- Written exercise
Copy out the material below, changing every "Return value" to "Result" and leaving everything else untouched.
------ Information given
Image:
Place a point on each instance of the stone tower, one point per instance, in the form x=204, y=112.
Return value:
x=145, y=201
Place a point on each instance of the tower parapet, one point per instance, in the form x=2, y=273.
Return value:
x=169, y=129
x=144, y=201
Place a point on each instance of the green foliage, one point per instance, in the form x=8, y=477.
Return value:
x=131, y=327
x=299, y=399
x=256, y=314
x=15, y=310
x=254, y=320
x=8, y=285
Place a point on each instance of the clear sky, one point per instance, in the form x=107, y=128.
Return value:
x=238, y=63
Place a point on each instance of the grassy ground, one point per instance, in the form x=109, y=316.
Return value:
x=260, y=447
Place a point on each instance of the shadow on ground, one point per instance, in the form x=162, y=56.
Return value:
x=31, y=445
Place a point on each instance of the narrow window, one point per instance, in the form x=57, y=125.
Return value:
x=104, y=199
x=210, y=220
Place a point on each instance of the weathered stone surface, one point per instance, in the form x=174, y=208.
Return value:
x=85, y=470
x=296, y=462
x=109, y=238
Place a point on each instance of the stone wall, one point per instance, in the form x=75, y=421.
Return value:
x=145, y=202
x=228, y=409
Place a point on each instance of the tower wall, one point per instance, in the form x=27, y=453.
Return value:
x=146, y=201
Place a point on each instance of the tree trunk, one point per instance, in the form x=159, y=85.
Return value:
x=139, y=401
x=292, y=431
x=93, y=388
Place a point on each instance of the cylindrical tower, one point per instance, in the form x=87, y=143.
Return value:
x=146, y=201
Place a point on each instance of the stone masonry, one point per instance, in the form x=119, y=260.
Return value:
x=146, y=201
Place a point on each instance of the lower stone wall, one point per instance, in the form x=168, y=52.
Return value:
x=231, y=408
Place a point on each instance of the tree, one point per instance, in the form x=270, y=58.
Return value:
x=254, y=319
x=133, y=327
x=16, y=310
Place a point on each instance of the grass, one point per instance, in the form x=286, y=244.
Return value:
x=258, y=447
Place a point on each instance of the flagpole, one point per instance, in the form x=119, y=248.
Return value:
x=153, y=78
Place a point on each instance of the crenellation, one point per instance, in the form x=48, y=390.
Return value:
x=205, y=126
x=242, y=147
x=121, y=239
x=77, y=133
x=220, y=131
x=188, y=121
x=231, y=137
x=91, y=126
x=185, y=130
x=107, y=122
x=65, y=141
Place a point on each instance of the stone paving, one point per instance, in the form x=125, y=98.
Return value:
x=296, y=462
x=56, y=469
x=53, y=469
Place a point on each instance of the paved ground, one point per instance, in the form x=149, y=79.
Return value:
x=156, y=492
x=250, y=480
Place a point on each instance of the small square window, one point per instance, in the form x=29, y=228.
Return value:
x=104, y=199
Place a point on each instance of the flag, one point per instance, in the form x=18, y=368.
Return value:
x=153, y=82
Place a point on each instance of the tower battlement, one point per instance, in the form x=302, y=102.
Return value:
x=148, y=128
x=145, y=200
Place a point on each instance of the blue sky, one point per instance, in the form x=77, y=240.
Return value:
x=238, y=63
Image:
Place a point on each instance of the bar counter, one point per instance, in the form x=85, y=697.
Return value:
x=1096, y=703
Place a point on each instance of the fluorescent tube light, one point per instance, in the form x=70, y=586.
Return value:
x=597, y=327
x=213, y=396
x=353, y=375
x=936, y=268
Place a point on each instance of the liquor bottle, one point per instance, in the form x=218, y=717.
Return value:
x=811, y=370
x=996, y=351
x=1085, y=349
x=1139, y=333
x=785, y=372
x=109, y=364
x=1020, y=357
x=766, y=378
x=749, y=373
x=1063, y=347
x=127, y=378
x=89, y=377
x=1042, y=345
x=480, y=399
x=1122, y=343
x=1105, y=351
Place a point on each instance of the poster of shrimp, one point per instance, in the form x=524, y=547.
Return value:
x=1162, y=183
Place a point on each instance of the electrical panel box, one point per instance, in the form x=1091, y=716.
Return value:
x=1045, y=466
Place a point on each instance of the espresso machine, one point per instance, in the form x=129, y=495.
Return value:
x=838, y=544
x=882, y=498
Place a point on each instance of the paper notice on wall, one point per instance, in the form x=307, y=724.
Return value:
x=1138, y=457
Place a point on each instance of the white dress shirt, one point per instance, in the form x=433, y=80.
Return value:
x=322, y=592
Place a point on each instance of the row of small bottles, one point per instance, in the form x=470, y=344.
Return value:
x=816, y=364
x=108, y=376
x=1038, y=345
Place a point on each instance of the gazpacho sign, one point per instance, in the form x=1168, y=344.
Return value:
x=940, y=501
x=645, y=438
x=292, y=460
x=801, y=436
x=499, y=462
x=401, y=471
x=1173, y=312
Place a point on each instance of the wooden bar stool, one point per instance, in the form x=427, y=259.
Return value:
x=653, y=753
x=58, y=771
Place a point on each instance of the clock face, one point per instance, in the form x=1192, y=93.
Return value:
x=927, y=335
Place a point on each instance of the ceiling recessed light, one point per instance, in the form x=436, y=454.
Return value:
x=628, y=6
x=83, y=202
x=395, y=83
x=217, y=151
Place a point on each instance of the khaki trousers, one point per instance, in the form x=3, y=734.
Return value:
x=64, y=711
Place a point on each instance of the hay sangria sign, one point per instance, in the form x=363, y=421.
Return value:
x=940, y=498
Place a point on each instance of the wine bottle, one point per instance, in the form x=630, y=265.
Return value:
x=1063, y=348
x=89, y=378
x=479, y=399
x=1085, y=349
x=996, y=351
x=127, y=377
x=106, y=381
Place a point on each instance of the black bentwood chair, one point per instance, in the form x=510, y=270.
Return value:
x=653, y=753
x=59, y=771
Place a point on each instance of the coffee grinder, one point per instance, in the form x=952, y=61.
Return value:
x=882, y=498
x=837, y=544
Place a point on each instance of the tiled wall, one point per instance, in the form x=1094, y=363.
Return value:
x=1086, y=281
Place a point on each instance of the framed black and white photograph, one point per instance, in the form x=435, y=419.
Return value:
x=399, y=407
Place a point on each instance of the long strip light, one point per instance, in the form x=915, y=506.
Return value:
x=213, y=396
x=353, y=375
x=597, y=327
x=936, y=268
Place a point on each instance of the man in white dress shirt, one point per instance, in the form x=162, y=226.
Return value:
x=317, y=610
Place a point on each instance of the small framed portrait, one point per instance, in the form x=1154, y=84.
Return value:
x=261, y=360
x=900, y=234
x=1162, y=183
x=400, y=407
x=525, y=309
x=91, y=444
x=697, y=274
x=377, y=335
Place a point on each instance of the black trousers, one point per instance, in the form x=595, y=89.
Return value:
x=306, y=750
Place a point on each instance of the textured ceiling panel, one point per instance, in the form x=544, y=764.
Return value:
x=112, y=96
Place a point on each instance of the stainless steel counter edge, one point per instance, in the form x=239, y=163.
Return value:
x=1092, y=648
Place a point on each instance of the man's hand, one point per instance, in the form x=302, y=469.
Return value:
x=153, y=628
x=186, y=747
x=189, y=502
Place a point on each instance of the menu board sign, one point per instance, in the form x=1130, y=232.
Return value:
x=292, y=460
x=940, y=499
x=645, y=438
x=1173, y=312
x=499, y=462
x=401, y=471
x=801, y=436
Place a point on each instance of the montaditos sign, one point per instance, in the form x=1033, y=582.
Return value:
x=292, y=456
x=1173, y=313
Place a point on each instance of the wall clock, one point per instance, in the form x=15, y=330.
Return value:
------------
- Response to this exercise
Image:
Place a point on each instance of the stone tower, one point per instance, in the form x=204, y=112.
Result:
x=145, y=201
Place a point on each instance of the tower parapet, one point per instance, in the form x=2, y=273.
Result:
x=169, y=129
x=144, y=201
Place a point on each instance of the green foliage, one point per instance, in the form x=8, y=477.
Result:
x=131, y=327
x=299, y=399
x=256, y=314
x=15, y=310
x=254, y=320
x=8, y=285
Place a point on each instance of the clear sky, one point per instance, in the form x=107, y=128.
Result:
x=238, y=63
Place a point on each instance of the grassy ground, one point per instance, in the form x=109, y=316.
Result:
x=260, y=447
Place a point on each instance of the shadow on ground, one point per instance, in the form x=162, y=56.
Result:
x=31, y=445
Place a point on each instance of the narrow window, one point per instance, in the form x=57, y=125.
Result:
x=104, y=199
x=210, y=220
Place a point on each instance of the weathered stone surface, one point per instance, in the form x=174, y=208.
Result:
x=85, y=470
x=296, y=462
x=109, y=238
Place a point on each instance of the stone wall, one point per instance, in the form x=75, y=421.
Result:
x=145, y=202
x=228, y=409
Place a point on each instance of the tower wall, one point per instance, in the form x=27, y=453.
Result:
x=146, y=201
Place a point on each instance of the tree trunk, one point per instance, in the form x=159, y=85.
Result:
x=139, y=401
x=292, y=431
x=93, y=388
Place a point on each instance of the cylindrical tower, one point per instance, in the form x=87, y=143.
Result:
x=146, y=201
Place a point on each instance of the stone masonry, one point per instance, in the form x=119, y=260.
Result:
x=146, y=201
Place a point on each instance of the lower stone wall, one point per instance, in the form x=168, y=52.
Result:
x=231, y=408
Place a point on each instance of the tree, one point per instance, in the form x=270, y=58.
Result:
x=254, y=319
x=133, y=327
x=16, y=310
Place a point on each instance of the grass, one point per instance, in the form x=286, y=244.
Result:
x=258, y=447
Place a point on each instance of the flagpole, one point per instance, in the form x=119, y=248.
Result:
x=153, y=78
Place a point on each instance of the crenellation, one point per instance, in the form x=48, y=390.
Result:
x=205, y=126
x=242, y=147
x=121, y=239
x=77, y=133
x=220, y=131
x=188, y=121
x=231, y=137
x=91, y=126
x=185, y=130
x=107, y=122
x=65, y=141
Place a point on each instance of the stone paving, one point per instance, in the form x=125, y=98.
Result:
x=296, y=462
x=56, y=469
x=53, y=469
Place a point on each instance of the paved ground, one point per instance, in the form x=149, y=79.
Result:
x=156, y=492
x=250, y=480
Place a point on each instance of the small square window, one point per instance, in the form x=29, y=228.
Result:
x=104, y=199
Place a point on each instance of the flag, one point per instance, in the form x=18, y=368.
Result:
x=153, y=82
Place a point on each instance of the tower battlement, one point per instance, in the form x=302, y=102.
Result:
x=148, y=128
x=145, y=200
Place a point on each instance of the blue sky, one point per instance, in the form x=77, y=240.
Result:
x=238, y=63
Image:
Place a point on each instance of the bar counter, one point per instance, in the form x=85, y=697.
Result:
x=1096, y=703
Place a point on each instance of the fluorescent tube light, one point per instance, in the form x=70, y=586.
Result:
x=597, y=327
x=213, y=396
x=353, y=375
x=936, y=268
Place a point on each instance of the liquor bottle, one point per instance, in the form x=218, y=717.
Result:
x=811, y=370
x=996, y=351
x=1085, y=349
x=1139, y=333
x=785, y=372
x=109, y=364
x=1020, y=357
x=766, y=378
x=749, y=373
x=1063, y=347
x=127, y=378
x=89, y=377
x=1042, y=345
x=480, y=399
x=1122, y=343
x=1105, y=351
Place a point on each instance of the poster of shrimp, one point per instance, in the form x=524, y=547.
Result:
x=1162, y=183
Place a point on each instance of the electrical panel box, one point per instance, in the form x=1091, y=716.
Result:
x=1045, y=466
Place a point on each instance of the espresso machine, one point per instance, in the form x=129, y=495.
Result:
x=838, y=544
x=882, y=498
Place a point on each instance of the paper notice on wall, one point per instance, in the form x=307, y=724.
Result:
x=1138, y=457
Place a point on each instance of the white dress shirt, one point per instance, in the form x=433, y=80.
Result:
x=322, y=592
Place a point on each instance of the row of small bottles, one point per instance, in the form x=470, y=344.
Result:
x=816, y=364
x=108, y=376
x=1038, y=345
Place a point on each instance of the gazpacho sign, one point per instance, in the form x=1168, y=344.
Result:
x=940, y=501
x=645, y=438
x=292, y=460
x=801, y=436
x=499, y=462
x=401, y=471
x=1173, y=312
Place a point on each instance of the wooden bar stool, one point per instance, in the form x=427, y=259.
Result:
x=653, y=753
x=58, y=771
Place a point on each instance of the clock face, one point per instance, in the form x=1192, y=93.
Result:
x=927, y=335
Place a point on each instance of the ceiling recessed light, one point per instance, in the form x=436, y=454.
Result:
x=628, y=6
x=83, y=202
x=395, y=83
x=217, y=151
Place a point on each instance of the khaki trousers, one point per instance, in the form x=3, y=734.
Result:
x=64, y=711
Place a point on each instance of the hay sangria sign, one point per instance, in the form x=363, y=421.
Result:
x=940, y=498
Place a point on each instance of the wine bottle, one point per instance, in the form x=630, y=265.
Result:
x=1063, y=348
x=89, y=378
x=479, y=399
x=1085, y=349
x=996, y=351
x=127, y=377
x=106, y=381
Place a point on each instance of the black bentwood chair, one point per instance, in the form x=510, y=270.
Result:
x=653, y=753
x=59, y=771
Place a point on each instance of the coffee grinder, one point per instance, in the form x=952, y=61.
Result:
x=882, y=498
x=837, y=544
Place a point on each instance of the tiled wall, one point per instance, in the form x=1094, y=363.
Result:
x=1086, y=281
Place a point on each instance of the framed black and white photograph, one point per instance, in the form x=435, y=419.
Result:
x=399, y=407
Place a point on each instance of the long strip light, one point per instance, in the form x=915, y=506.
Result:
x=213, y=396
x=353, y=375
x=597, y=327
x=936, y=268
Place a point on each instance of the man in white dress shirt, one point per instance, in the form x=162, y=226.
Result:
x=317, y=610
Place a point on each instance of the small framed portrait, one point per instance, in the form x=1154, y=84.
Result:
x=261, y=360
x=900, y=234
x=1162, y=183
x=400, y=407
x=525, y=309
x=91, y=444
x=697, y=274
x=377, y=335
Place a point on each instance of the black trousers, one point per instance, in the form x=595, y=89.
Result:
x=306, y=750
Place a point on each instance of the textured ceiling panel, one point per instance, in the form x=544, y=764.
Result:
x=112, y=96
Place a point on each instance of the stainless steel counter edge, one point per instance, in the form x=239, y=163.
Result:
x=1092, y=648
Place a point on each instance of the man's hand, one point per instance, in the form x=302, y=469.
Result:
x=153, y=628
x=186, y=747
x=189, y=502
Place a point on each instance of the menu board sign, one point per instance, in the form x=1130, y=232.
Result:
x=292, y=460
x=940, y=499
x=645, y=438
x=1173, y=312
x=499, y=462
x=401, y=471
x=801, y=436
Place a point on each instance of the montaditos sign, one point per instance, in the form x=1033, y=582.
Result:
x=292, y=456
x=1173, y=313
Place a point on each instance of the wall clock, one point per instance, in the form x=15, y=330.
Result:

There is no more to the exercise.